• **TASK GOAL**:
Rewrite the entries below with every occurrence of "For the benchmark" changed to "For the evaluation", keeping all other text the same.
--- START ---
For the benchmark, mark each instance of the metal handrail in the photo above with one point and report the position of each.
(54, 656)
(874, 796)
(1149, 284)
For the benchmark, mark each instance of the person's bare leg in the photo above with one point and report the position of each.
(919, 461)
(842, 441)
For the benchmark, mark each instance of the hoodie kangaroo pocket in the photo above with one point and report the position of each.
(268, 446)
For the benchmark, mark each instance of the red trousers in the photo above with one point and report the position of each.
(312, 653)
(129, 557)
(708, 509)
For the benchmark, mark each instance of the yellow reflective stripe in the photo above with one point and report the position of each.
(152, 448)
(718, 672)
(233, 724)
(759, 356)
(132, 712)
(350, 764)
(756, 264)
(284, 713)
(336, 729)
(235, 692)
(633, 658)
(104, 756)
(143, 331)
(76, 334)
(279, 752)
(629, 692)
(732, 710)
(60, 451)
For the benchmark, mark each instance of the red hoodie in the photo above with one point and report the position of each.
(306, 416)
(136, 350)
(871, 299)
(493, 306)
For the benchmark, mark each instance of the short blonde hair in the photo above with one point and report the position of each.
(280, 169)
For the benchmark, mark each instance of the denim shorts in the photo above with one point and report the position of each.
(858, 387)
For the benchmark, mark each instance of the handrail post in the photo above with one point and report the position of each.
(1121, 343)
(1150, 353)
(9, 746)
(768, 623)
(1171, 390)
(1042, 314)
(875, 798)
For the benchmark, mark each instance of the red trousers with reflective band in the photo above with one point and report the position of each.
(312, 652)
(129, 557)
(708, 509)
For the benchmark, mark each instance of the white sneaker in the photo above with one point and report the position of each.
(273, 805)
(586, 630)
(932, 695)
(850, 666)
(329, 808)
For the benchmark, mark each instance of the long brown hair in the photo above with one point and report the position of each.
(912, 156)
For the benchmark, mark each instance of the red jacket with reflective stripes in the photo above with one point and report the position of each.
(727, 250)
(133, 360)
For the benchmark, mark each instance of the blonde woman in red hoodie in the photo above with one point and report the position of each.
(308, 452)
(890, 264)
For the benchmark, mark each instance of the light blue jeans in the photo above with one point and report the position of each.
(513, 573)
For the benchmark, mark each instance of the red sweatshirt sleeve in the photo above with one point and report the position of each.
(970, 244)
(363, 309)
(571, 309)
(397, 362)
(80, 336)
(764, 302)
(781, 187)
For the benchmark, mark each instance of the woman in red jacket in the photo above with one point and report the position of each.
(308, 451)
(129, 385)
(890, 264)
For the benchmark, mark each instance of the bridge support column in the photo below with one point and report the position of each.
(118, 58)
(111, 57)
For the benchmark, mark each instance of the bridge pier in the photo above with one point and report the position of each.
--- END ---
• **SOLUTION TO THIS EXERCISE**:
For the evaluation, mark each instance of the metal handrail in the photo above with one point and report the position of each.
(54, 656)
(874, 796)
(1149, 284)
For the evaluation, mark each instance of the person's bare leg in the photo above with one point and report the position of each.
(919, 461)
(842, 441)
For the evaluation, mark each instance of the hoodie kangaroo pocket in the photo above with one point and report the position of each.
(268, 446)
For the evaluation, mark each instance of the red trousers in the photo above with one point and report the position of each.
(312, 653)
(129, 557)
(708, 509)
For the evaluation, mark each instance of the yellow reflective stripe in the photo above with one point and report the position of each.
(152, 448)
(718, 672)
(233, 724)
(759, 356)
(132, 712)
(350, 764)
(756, 264)
(284, 713)
(336, 729)
(235, 692)
(633, 658)
(104, 756)
(143, 331)
(76, 334)
(279, 752)
(629, 692)
(732, 710)
(60, 451)
For the evaluation, mark each instance of the red hoodie in the photo above with one point and report the position of each.
(306, 416)
(136, 350)
(871, 299)
(493, 306)
For the evaluation, mark each instance of the short blonde hair in the photo above with one point and report the position of each.
(280, 169)
For the evaluation, mark each instance of the denim shorts in the photo above with one point and report the position of each.
(858, 387)
For the evaluation, mark each instance of the handrail post in the photo above with one point and report the position of each.
(1121, 343)
(1150, 353)
(9, 746)
(768, 623)
(1171, 390)
(1042, 314)
(875, 798)
For the evaluation, mark each instance of the red trousers with reflective band in the photo above with one point and report the position of each.
(312, 652)
(129, 557)
(708, 509)
For the evaluation, mark each instance of the white sneaker in the photo above with one point and report the position of each.
(273, 805)
(586, 630)
(932, 695)
(850, 666)
(329, 808)
For the evaluation, mark each instance of the long brown hair in the photo above with one point and report the position of each.
(912, 156)
For the evaluation, mark each instance of the red jacket with reflective stripes in the photo above with one point and report the position of each.
(727, 250)
(133, 360)
For the evaluation, mark each instance of the blonde woman in red hoodie in the photo above with one point and report the position of each.
(308, 452)
(890, 264)
For the evaluation, mark each instance of the light blue jeans in the photo above with one point and report the position of each.
(513, 573)
For the evaluation, mark each instance of the red sweatshirt sleeve in the photo above with one point and report the position of each.
(970, 244)
(363, 309)
(571, 309)
(397, 362)
(80, 336)
(764, 302)
(781, 187)
For the evaluation, mark each instance of the woman in red jacket in the photo above with one point and report the position of each.
(308, 451)
(129, 385)
(890, 264)
For the evaluation, mark each instance of the bridge support column in the photo below with one point and report the position of each.
(118, 58)
(111, 57)
For the evaluation, mark each instance of the bridge pier in the photo above with one point and report the position of each.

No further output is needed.